From the items below, extract every line from the one containing "Which pixel sits on the dirt" through the last line of the items, both ends included, and repeat them word for word.

[Object point labels]
__________
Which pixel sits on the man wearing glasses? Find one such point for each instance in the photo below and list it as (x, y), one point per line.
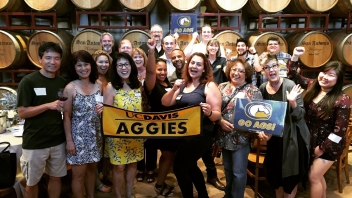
(273, 48)
(249, 55)
(126, 46)
(156, 32)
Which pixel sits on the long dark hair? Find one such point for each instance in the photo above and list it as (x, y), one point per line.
(86, 57)
(116, 80)
(207, 75)
(332, 96)
(99, 53)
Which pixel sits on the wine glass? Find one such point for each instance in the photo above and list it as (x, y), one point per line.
(62, 97)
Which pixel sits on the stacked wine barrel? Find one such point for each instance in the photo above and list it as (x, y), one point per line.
(18, 49)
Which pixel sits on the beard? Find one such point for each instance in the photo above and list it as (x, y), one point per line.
(107, 47)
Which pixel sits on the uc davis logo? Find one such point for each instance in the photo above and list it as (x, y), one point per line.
(184, 21)
(258, 110)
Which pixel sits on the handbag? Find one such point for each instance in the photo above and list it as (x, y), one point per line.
(8, 166)
(223, 106)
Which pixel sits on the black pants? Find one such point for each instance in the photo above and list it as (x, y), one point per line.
(149, 161)
(209, 163)
(187, 172)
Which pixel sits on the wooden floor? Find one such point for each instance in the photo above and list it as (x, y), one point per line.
(146, 190)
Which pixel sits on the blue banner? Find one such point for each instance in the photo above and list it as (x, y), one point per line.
(260, 115)
(185, 23)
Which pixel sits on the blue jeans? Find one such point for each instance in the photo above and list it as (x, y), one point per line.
(235, 165)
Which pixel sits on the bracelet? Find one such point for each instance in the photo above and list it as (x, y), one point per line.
(211, 112)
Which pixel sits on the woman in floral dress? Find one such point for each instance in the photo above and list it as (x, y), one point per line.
(327, 116)
(235, 144)
(82, 123)
(124, 91)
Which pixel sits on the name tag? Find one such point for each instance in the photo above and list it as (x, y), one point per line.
(179, 97)
(98, 99)
(40, 91)
(334, 138)
(240, 95)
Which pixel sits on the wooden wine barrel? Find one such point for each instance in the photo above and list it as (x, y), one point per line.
(12, 5)
(347, 89)
(314, 6)
(181, 6)
(61, 7)
(228, 40)
(13, 47)
(62, 37)
(137, 37)
(342, 44)
(258, 41)
(318, 47)
(92, 4)
(341, 9)
(138, 5)
(184, 39)
(88, 40)
(255, 7)
(224, 5)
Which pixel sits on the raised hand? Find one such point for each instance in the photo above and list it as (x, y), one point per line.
(178, 84)
(252, 50)
(151, 44)
(292, 95)
(299, 51)
(176, 36)
(195, 35)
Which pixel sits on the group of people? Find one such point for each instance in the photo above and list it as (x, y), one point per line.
(158, 77)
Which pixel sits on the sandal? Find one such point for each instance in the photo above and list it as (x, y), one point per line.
(150, 177)
(103, 188)
(140, 176)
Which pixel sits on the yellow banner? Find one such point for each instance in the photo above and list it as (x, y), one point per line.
(176, 123)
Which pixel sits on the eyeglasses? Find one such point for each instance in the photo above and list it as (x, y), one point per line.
(267, 67)
(273, 44)
(240, 71)
(127, 65)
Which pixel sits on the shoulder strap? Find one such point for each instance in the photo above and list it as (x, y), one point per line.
(8, 145)
(232, 96)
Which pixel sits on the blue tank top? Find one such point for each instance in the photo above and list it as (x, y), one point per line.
(195, 98)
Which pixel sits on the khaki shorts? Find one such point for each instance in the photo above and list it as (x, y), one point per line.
(51, 160)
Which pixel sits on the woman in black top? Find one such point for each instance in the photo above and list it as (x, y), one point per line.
(197, 88)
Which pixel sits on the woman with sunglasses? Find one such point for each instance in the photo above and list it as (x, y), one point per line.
(286, 159)
(327, 116)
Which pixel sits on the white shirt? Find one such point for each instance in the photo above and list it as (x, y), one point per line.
(170, 67)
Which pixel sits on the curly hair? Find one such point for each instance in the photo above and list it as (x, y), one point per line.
(116, 80)
(217, 43)
(332, 96)
(86, 57)
(248, 69)
(99, 53)
(142, 53)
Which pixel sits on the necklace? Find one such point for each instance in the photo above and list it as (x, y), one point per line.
(275, 84)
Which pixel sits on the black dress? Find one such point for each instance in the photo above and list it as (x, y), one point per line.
(273, 157)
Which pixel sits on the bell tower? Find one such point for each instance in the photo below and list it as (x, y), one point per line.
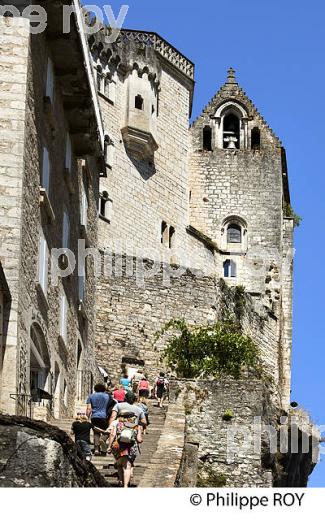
(239, 200)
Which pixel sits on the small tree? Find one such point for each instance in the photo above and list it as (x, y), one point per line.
(209, 350)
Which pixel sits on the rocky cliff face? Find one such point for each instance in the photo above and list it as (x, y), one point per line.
(236, 437)
(34, 454)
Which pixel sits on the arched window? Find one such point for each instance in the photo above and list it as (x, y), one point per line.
(106, 206)
(229, 269)
(139, 103)
(256, 139)
(234, 234)
(231, 131)
(207, 138)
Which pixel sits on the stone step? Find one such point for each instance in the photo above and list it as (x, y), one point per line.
(106, 464)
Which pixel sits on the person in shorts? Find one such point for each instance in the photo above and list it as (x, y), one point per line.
(81, 429)
(125, 454)
(143, 388)
(161, 388)
(97, 406)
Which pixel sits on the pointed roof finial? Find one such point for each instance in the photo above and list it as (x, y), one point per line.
(231, 76)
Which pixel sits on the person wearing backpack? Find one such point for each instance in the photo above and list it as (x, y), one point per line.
(97, 409)
(126, 433)
(143, 388)
(161, 388)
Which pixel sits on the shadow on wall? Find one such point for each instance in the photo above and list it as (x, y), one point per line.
(146, 168)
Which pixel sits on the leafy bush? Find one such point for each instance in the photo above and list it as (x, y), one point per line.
(209, 350)
(228, 415)
(290, 212)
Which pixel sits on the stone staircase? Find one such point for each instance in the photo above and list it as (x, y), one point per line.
(105, 464)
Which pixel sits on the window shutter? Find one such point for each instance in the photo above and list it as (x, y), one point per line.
(46, 168)
(50, 80)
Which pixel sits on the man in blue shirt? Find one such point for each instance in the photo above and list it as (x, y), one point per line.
(98, 405)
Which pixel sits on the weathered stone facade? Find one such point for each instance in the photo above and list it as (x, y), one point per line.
(179, 204)
(185, 215)
(49, 188)
(34, 454)
(243, 448)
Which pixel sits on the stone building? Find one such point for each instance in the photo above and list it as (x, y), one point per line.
(96, 152)
(51, 158)
(211, 199)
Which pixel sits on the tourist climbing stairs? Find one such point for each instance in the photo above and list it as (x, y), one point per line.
(106, 464)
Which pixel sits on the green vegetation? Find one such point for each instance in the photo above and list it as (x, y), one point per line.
(290, 212)
(209, 351)
(211, 479)
(228, 415)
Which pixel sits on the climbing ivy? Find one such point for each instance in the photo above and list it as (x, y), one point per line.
(219, 349)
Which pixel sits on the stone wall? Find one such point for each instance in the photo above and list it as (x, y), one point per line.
(29, 124)
(129, 314)
(35, 306)
(236, 452)
(145, 193)
(14, 49)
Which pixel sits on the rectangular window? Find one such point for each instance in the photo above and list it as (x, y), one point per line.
(43, 263)
(66, 231)
(68, 153)
(49, 92)
(46, 170)
(63, 317)
(84, 207)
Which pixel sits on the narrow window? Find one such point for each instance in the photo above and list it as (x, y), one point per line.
(49, 90)
(68, 152)
(107, 86)
(83, 206)
(256, 139)
(66, 231)
(46, 170)
(164, 233)
(139, 103)
(63, 317)
(229, 269)
(100, 80)
(207, 138)
(82, 280)
(171, 237)
(109, 150)
(231, 132)
(234, 234)
(106, 206)
(43, 262)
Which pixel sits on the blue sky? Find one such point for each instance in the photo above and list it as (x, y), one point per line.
(277, 48)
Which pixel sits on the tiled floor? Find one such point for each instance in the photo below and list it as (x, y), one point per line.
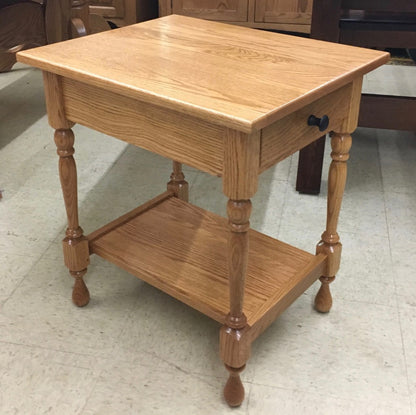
(134, 350)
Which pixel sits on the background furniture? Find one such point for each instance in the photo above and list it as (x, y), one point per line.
(367, 23)
(125, 12)
(26, 24)
(30, 23)
(287, 15)
(222, 99)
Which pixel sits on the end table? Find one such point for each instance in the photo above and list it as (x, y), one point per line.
(227, 100)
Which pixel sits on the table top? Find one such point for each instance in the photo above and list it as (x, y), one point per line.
(234, 76)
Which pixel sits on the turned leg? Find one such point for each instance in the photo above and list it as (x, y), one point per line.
(234, 343)
(75, 245)
(177, 183)
(330, 244)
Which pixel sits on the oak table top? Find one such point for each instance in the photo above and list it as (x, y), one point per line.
(227, 100)
(182, 63)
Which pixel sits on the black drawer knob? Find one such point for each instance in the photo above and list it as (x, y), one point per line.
(321, 123)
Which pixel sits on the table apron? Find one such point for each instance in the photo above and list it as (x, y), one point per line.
(171, 134)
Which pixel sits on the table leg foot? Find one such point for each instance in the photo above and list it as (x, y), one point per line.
(234, 389)
(80, 293)
(323, 299)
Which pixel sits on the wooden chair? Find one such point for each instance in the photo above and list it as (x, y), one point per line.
(366, 23)
(30, 23)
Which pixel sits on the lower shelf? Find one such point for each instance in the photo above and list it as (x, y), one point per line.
(182, 250)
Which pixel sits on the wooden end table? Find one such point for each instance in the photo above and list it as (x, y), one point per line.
(227, 100)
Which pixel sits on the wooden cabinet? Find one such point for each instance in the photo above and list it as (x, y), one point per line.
(124, 12)
(222, 10)
(287, 15)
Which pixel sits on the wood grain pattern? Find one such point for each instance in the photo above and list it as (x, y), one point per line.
(187, 140)
(330, 244)
(55, 102)
(241, 164)
(354, 96)
(182, 63)
(182, 250)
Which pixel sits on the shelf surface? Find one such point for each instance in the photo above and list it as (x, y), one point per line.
(182, 250)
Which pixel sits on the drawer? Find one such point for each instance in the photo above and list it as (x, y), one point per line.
(291, 133)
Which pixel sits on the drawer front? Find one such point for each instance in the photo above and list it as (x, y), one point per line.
(229, 10)
(292, 133)
(284, 11)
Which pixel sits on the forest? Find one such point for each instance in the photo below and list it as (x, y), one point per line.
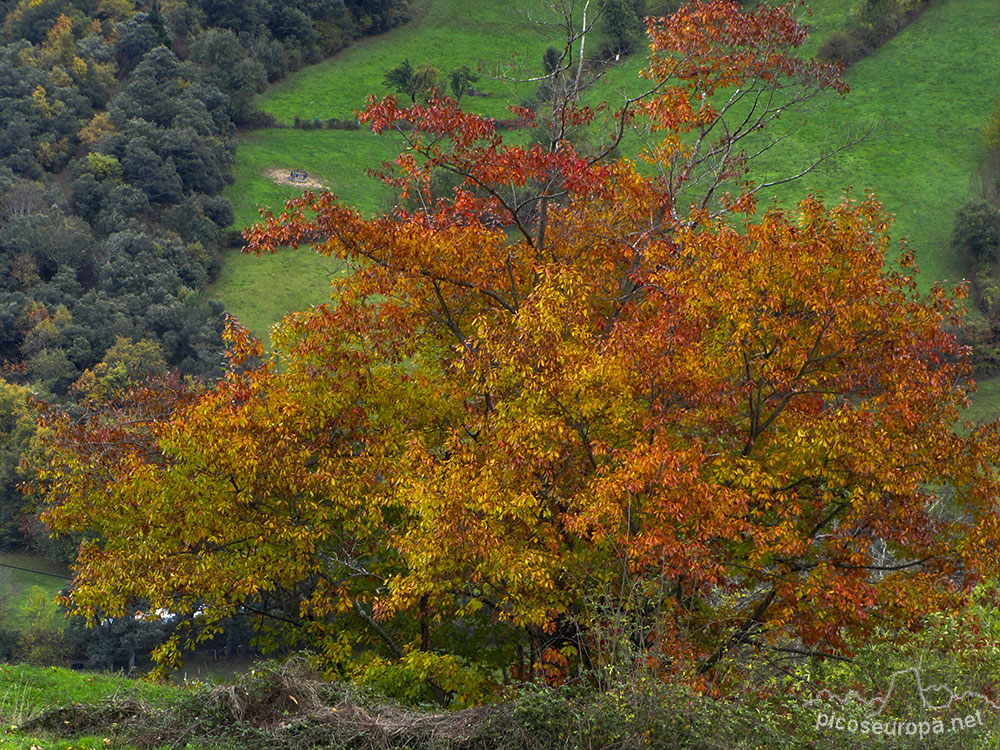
(590, 419)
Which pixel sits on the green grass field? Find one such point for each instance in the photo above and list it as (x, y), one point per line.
(17, 581)
(259, 291)
(926, 92)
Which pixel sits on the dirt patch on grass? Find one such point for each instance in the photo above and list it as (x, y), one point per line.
(283, 177)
__________
Task answer –
Which pixel sits on the dirt patch on grass? Find one such point for each instance in the photo above and list it as (x, y), one point per line.
(283, 177)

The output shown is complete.